== Request ==
Leaving out the pictures, retype all the material exactly.
++++ Information given
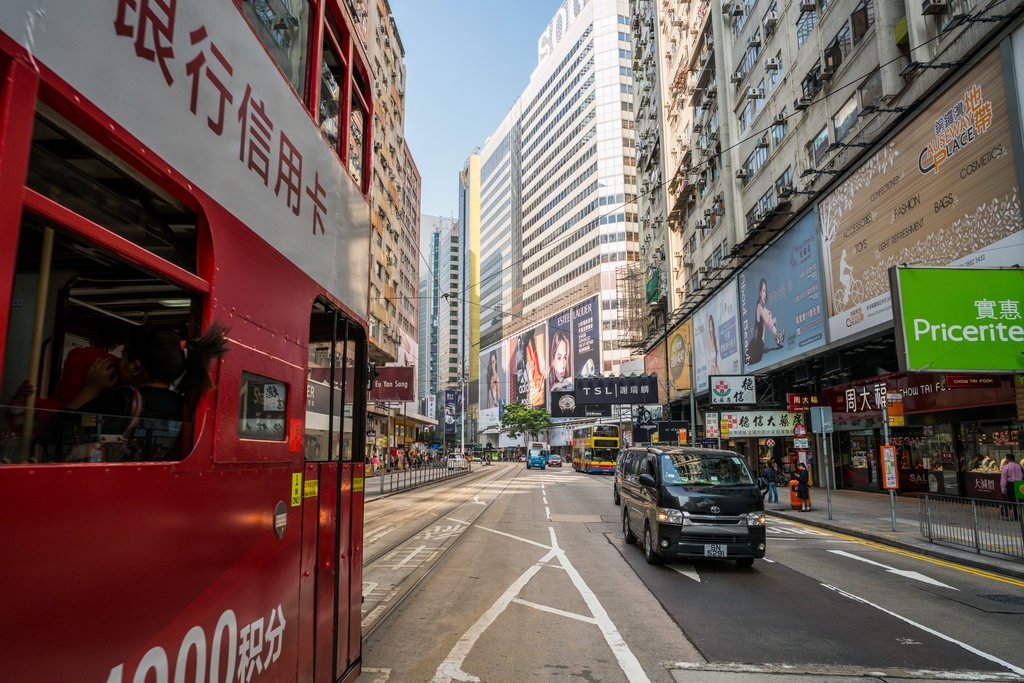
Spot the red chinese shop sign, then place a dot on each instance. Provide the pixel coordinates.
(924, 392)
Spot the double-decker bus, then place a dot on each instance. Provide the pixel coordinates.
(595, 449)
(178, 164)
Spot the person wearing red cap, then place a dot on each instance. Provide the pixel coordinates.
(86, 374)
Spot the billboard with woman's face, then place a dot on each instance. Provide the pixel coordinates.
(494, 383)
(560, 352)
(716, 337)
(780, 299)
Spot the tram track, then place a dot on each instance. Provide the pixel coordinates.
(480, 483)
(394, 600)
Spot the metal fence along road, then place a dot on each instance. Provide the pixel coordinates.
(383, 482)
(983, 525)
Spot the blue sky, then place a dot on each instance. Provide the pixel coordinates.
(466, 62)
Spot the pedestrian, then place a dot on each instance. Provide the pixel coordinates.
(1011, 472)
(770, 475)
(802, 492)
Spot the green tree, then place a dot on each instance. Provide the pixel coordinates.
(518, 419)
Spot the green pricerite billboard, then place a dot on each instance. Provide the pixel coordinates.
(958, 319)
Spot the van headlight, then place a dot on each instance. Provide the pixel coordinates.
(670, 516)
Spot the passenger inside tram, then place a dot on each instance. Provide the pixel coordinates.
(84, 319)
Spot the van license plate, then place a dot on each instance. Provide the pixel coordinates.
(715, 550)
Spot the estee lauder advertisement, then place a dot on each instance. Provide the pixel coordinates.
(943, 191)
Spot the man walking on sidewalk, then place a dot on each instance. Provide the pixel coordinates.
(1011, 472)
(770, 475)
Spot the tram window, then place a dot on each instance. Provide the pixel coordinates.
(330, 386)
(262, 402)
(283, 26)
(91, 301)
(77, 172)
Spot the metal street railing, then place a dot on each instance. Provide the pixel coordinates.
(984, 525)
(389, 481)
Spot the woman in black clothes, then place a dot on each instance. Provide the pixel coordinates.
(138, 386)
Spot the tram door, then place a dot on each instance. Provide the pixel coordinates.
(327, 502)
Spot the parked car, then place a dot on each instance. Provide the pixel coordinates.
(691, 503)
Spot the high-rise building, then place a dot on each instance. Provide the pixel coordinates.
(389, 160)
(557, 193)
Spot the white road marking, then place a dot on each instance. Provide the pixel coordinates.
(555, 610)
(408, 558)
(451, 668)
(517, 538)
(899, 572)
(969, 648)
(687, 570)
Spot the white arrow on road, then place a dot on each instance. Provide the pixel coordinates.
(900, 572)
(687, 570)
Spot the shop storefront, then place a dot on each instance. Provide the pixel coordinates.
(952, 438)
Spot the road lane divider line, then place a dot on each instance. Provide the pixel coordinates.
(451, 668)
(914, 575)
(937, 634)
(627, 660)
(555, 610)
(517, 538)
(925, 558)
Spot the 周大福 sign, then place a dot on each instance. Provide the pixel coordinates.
++++++++
== Result of the exercise ==
Spot the red chinese shop sign, then place a dot on each instance. Provide the pixel coordinates.
(924, 392)
Spot the double-decker bus, then place a dot on each instance. Provide the pixel coordinates.
(595, 449)
(178, 164)
Spot the person wearing red cap, then place a dot on each instance. Provide the pixel coordinates.
(86, 374)
Spot the billboard with woman's face, then place a dot on each instance. Provide the pixel coordinates.
(494, 383)
(560, 352)
(716, 337)
(780, 299)
Spot the tram track, then place a dot on each instance. Provide the pixel coordinates.
(480, 483)
(394, 600)
Spot the metal fence along road, then place a dot on each instance. Provide the pixel coordinates.
(383, 482)
(983, 525)
Spot the blue sky, then place a dot on each instance. Provide the pixel coordinates.
(466, 62)
Spot the pedestrian, then place a dot on each instance. Provide the pixel coordinates.
(1011, 472)
(770, 475)
(802, 492)
Spot the green tree, then place a dot on each instance. Provide the pixel coordinates.
(518, 419)
Spot the green pricerite billboard, then place a dot on each instance. Provide the pixel coordinates.
(958, 319)
Spot the van headlight, then place a dot on each instance. Provide the pixel coordinates.
(670, 516)
Spot the passenger inside tram, then place a dot on each instance. Provide the pixel coordinates.
(84, 319)
Spot the van license plate, then place a dot on each instance. Provide the pixel coordinates.
(715, 550)
Spot the estee lauder advertisement, then place a dot on each instance. Provide the pixel coordinates.
(943, 191)
Spot the man walking on sidewalk, then place a dot on each instance. Provide the pixel coordinates.
(1011, 472)
(770, 475)
Spot the tram window, then place a dot on each instance. Provide the pixel coordinates.
(330, 386)
(262, 402)
(283, 26)
(91, 301)
(77, 172)
Spot the metal street railing, then place a dot on each instance. Provide the pixel coordinates.
(984, 525)
(389, 481)
Spot the woman in black clothes, then place a dot on each instance. Provide the pixel coordinates.
(138, 386)
Spot the tram door, then place a dot on each instance. Provide the pixel coordinates.
(327, 502)
Spot the parked car, then place a dot on each instance. Provide the pixel coordinates.
(691, 503)
Spot the high-rise building, then place a dot on each instance. Provide the pixel coordinates.
(389, 160)
(557, 193)
Spot the white road marking, then place a dot on each instance. Provide the pixel coordinates.
(555, 610)
(408, 558)
(451, 668)
(517, 538)
(899, 572)
(969, 648)
(687, 570)
Spot the white arrow on road, then place a dot on each instance. Provide the pixel coordinates.
(900, 572)
(687, 570)
Spot the shop storefront, then place a dot on each instance. Provide the pixel coordinates.
(952, 438)
Spot the road lane divider line, then place a dot on each instance. Provide the pixel coordinates.
(451, 668)
(914, 575)
(937, 634)
(627, 660)
(555, 610)
(517, 538)
(925, 558)
Spot the 周大福 sign, then place a dot on each instance. Provide the pixel coordinates.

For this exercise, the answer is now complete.